##### EXCERPTED PASSAGE #####
Proving that the Fourier transform of the identity is the Dirac delta using test functions.

Question

For every finite Schwartz function $f$ and every $t \in \mathbb{R}$, define the Dirac delta as

$$\int_{-\infty}^\infty dt f(t) \delta(t-t') := f(t').$$

How do I proof with this definition that $$\int_{-\infty}^\infty d\omega e^{i\omega(t-t')} =2\pi \delta(t-t'). $$ When I use complex analysis, this gives me zero for all $t, t'$ since there are no poles and the contour, which clearly is wrong.

I would like to know this way of a proof to understand what the following integral is in distribution sense: $$\int_{-\infty}^\infty d\omega e^{i\omega(t-t')} |\omega|^{a}, $$ with real $a > 0$.
##### MATERIAL #####
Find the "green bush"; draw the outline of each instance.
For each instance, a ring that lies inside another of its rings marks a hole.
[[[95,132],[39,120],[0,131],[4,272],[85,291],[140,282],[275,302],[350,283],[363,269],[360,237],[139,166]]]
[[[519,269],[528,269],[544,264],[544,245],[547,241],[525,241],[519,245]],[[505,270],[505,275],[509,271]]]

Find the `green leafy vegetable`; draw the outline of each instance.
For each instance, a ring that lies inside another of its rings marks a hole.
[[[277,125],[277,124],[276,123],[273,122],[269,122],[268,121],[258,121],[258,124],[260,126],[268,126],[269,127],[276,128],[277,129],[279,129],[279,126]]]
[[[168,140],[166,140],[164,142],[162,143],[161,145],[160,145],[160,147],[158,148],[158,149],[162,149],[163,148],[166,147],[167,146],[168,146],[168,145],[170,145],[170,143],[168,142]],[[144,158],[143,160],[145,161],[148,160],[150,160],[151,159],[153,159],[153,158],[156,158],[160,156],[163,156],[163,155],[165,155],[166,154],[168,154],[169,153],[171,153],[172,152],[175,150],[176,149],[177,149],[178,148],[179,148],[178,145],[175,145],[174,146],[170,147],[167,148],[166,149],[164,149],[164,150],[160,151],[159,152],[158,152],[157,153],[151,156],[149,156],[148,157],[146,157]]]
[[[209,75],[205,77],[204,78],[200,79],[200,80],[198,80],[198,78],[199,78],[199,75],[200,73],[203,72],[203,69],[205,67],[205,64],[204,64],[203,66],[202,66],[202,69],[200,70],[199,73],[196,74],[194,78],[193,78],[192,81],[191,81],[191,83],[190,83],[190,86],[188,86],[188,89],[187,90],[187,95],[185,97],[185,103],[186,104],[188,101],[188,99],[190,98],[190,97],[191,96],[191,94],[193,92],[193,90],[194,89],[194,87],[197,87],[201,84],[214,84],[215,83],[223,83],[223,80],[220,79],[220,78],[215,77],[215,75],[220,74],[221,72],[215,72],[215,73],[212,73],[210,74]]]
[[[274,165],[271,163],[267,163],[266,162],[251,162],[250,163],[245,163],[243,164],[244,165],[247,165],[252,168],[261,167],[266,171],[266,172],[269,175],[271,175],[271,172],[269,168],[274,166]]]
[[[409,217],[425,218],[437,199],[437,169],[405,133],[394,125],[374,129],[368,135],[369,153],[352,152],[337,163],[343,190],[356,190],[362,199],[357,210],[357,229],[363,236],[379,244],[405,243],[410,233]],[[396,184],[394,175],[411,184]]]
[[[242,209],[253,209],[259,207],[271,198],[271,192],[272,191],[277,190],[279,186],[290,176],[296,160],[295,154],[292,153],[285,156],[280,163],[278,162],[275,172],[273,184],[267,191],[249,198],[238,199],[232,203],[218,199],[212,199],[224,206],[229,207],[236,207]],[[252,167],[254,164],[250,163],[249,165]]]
#####
WHAT THIS EXERCISE ASKS>
1. In the Fourier transform thread, substitute "delta distribution" for "Dirac delta" in the passage starting with "Proving that the" and going on through "clearly is wrong.".
2. Answer these questions about the Fourier transform thread.
(a) What kind of function must $f$ be in the definition of the Dirac delta?
(b) What result does the writer get from complex analysis?
(c) What condition is placed on $a$ in the final integral?
These entries have no connection to the forum thread on the Fourier transform.

RESPONSES>
1.
Proving that the Fourier transform of the identity is the delta distribution using test functions.

Question

For every finite Schwartz function $f$ and every $t \in \mathbb{R}$, define the delta distribution as

$$\int_{-\infty}^\infty dt f(t) \delta(t-t') := f(t').$$

How do I proof with this definition that $$\int_{-\infty}^\infty d\omega e^{i\omega(t-t')} =2\pi \delta(t-t'). $$ When I use complex analysis, this gives me zero for all $t, t'$ since there are no poles and the contour, which clearly is wrong.

2.
(a) A finite Schwartz function.
(b) Zero for all $t, t'$.
(c) $a$ must be real with $a > 0$.